Genetic Engineering is a subject of great debate, and is often portrayed as a human-contrived strategy to alter nature. However, the fact is that it was taking place in nature, for the same reasons that humans use it long before it was discovered by us in a simple backyard rose bush.
Genetically Modified (GM) foods are a subject of great contention, and are often seen as human tampering which, admittedly, they are. What is often unknown is that humans didn't invent genetic modification, nor were we the first to apply it to our food supply, we borrowed the idea from a common soil bacteria that also uses genetic engineering to 'tamper' with its food.
Agrobacterium tumefaciens is a bacterium found in just about all soils, and is the cause of crown gall disease on just bout all dicotyledonous plants, but most notably roses. The bacteria live quite happily in the soil, feeding on whatever nutrients they can absorb from their surroundings. That is, until they get a whiff of an injured plant, which they can detect from chemicals leached by damaged plant cells. They follow the breadcrumb trail, or rather the phenol trail, all the way to the damaged plant cell. Once there, they glue themselves to the host, with their extracellular matrix: a gelatinous mix of sugar-proteins. They then pierce the cell with a syringe-like pilus. They use this pilus to inject the plant with genes, which they have cut out of their own genome.
These genes, collectively called transfer DNA, or T-DNA, are sent into the plant cell, coated by proteins that function to navigate to the nucleus, the command centre of the cell. When they get there, the genes are spliced into the plant cell, making a GMO. And remember, this GMO has been created without any human interaction. The T-DNA contains slightly different genes from one bacterial strain to another, but they always serve the same functions.
Firstly, they encode instructions for the plant to manufacture certain amino acids that are the favoured food of the bacteria. These amino acids, called opines, are never naturally produced by the plant, nor are they easily utilized by other organisms. The Agrobacteria, however, are specifically adapted to eat them, and in having the plant manufacture them, the bacteria have created themselves a cozy niche, free from competition.
Secondly, the bacteria send genes that instruct for hormone production, causing the affected cell to multiply rapidly, and indeterminately, very much like cancer. These virulence (vir) genes essentially multiply the effect of the bacteria’s efforts, so that an entire mass of food-supplying GM plant cells can be cultivated. The result is that tumorous growths occur on the affected plants, which we recognize in our garden as galls.
When humans discovered this amazing phenomenon, we soon put it to use, for precisely the purpose for which it was originally invented by bacteria: namely, to make better and more abundant food for ourselves. Today, this method of genetic engineering is used to enrich vitamins, and reduce allergens in our food, as well as to make crops that require less water and fewer pesticides.
━━━━━━━━━━
■ What is being asked ■
Please quote the genetic engineering passage between "Firstly, they encode" and "garden as galls.", inclusive. The records after this passage are not needed.
━━━━━━━━━━
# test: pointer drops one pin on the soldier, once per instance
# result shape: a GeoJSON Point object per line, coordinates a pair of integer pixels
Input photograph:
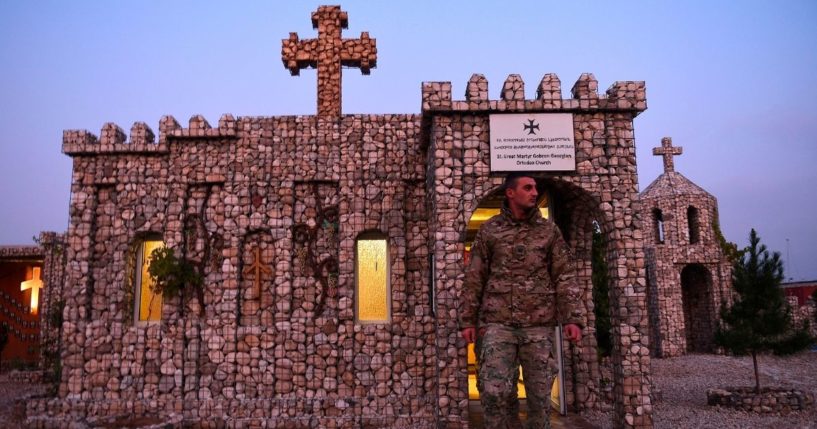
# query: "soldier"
{"type": "Point", "coordinates": [519, 285]}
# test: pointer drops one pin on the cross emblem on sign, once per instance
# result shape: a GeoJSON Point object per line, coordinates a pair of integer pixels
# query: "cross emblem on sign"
{"type": "Point", "coordinates": [328, 53]}
{"type": "Point", "coordinates": [35, 284]}
{"type": "Point", "coordinates": [257, 269]}
{"type": "Point", "coordinates": [668, 151]}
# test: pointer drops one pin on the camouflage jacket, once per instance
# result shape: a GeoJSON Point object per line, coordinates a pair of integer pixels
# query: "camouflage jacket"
{"type": "Point", "coordinates": [521, 274]}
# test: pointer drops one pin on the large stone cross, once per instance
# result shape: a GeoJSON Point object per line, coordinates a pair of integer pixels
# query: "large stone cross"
{"type": "Point", "coordinates": [35, 284]}
{"type": "Point", "coordinates": [328, 53]}
{"type": "Point", "coordinates": [668, 151]}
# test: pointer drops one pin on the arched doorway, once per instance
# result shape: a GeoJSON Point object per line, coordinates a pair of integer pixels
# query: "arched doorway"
{"type": "Point", "coordinates": [489, 207]}
{"type": "Point", "coordinates": [696, 294]}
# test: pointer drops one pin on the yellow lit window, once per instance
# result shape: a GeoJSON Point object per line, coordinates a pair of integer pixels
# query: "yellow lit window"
{"type": "Point", "coordinates": [148, 304]}
{"type": "Point", "coordinates": [372, 277]}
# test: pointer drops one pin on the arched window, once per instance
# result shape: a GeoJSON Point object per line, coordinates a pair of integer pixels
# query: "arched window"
{"type": "Point", "coordinates": [148, 304]}
{"type": "Point", "coordinates": [372, 272]}
{"type": "Point", "coordinates": [658, 226]}
{"type": "Point", "coordinates": [694, 225]}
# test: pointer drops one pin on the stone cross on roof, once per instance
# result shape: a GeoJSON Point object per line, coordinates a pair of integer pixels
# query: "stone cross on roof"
{"type": "Point", "coordinates": [668, 151]}
{"type": "Point", "coordinates": [328, 53]}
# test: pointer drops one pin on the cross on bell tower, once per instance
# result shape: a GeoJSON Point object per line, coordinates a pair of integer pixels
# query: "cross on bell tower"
{"type": "Point", "coordinates": [328, 53]}
{"type": "Point", "coordinates": [668, 151]}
━━━━━━━━━━
■ Answer box ■
Firstly, they encode instructions for the plant to manufacture certain amino acids that are the favoured food of the bacteria. These amino acids, called opines, are never naturally produced by the plant, nor are they easily utilized by other organisms. The Agrobacteria, however, are specifically adapted to eat them, and in having the plant manufacture them, the bacteria have created themselves a cozy niche, free from competition.
Secondly, the bacteria send genes that instruct for hormone production, causing the affected cell to multiply rapidly, and indeterminately, very much like cancer. These virulence (vir) genes essentially multiply the effect of the bacteria’s efforts, so that an entire mass of food-supplying GM plant cells can be cultivated. The result is that tumorous growths occur on the affected plants, which we recognize in our garden as galls.